**Explore the material:**
(A) According to the text on the coat of arms of Astana, on what date was the coat of arms originally adopted?
(B) List every distinct year mentioned in the text on the coat of arms of Astana, in ascending order.
(C) Retype everything in the coat of arms text from "The coat of arms of" down to "a stylised bird.".

**Passage for review:**
==============================

- Armiger: Zhenis Kassymbek, Äkim of Astana
- Adopted: 18 November 2022
- Shield: Eastern
- Motto: «Astana»

= Coat of arms of Astana =

The coat of arms of Astana, the capital of Kazakhstan, was originally adopted on 5 June 2008, and readopted on 18 November 2022, two months after the city's old name was restored by a constitutional amendment.

==Overview==
The emblem features a shangyrak (шаңырақ, şañyraq), the upper dome-like portion of a yurt, a symbol seen throughout Kazakh history and culture. It also features on various other flags and symbols in Kazakhstan, in the blue and yellow colours that feature on the national flag. A similar emblem, known as the tunduk in Kyrgyz, is seen on the flag of Kyrgyzstan. Beneath this is a stylised depiction of the Baiterek, and a kuskanaty, a stylised bird.

It also has a red border with the name of the city written on the bottom of the coat of arms. As part of the language romanisation campaign undertaken by the Kazakh government since 2018, the emblem now (since 2022) features the city's name in Latin script (Astana) rather than Cyrillic script (Астана).

== History ==
The current emblem is based on the one adopted in 1998 along with the city flag, at the 16th session of the Astana City Mäslihat in 1998. In 2019 the city was renamed from Astana to Nur-Sultan. As the city name features on both the emblem and city flag, both insignia were updated to the new name in 2019.

==============================

**Data listing:**
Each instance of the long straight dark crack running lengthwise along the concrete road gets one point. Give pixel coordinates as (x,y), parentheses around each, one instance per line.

==============================

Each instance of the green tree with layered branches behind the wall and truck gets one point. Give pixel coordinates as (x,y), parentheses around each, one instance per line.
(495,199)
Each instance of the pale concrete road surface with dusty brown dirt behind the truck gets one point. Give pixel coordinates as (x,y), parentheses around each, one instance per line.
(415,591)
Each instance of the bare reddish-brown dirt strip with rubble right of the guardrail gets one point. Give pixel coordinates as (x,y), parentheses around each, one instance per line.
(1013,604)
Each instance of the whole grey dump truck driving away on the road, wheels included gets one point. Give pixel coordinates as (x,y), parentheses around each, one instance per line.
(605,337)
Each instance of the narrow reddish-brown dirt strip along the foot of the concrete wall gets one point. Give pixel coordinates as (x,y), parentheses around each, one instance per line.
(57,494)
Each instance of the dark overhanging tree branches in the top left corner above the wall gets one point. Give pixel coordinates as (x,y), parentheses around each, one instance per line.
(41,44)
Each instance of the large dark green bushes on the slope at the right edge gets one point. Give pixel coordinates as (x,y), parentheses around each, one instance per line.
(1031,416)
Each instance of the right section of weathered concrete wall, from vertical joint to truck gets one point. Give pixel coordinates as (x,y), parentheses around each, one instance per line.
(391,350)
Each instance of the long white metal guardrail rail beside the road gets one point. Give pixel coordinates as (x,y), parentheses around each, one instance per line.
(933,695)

==============================

**Per-task answers:**
(A) 5 June 2008

(B) 1998, 2008, 2018, 2019, 2022

(C)
The coat of arms of Astana, the capital of Kazakhstan, was originally adopted on 5 June 2008, and readopted on 18 November 2022, two months after the city's old name was restored by a constitutional amendment.

==Overview==
The emblem features a shangyrak (шаңырақ, şañyraq), the upper dome-like portion of a yurt, a symbol seen throughout Kazakh history and culture. It also features on various other flags and symbols in Kazakhstan, in the blue and yellow colours that feature on the national flag. A similar emblem, known as the tunduk in Kyrgyz, is seen on the flag of Kyrgyzstan. Beneath this is a stylised depiction of the Baiterek, and a kuskanaty, a stylised bird.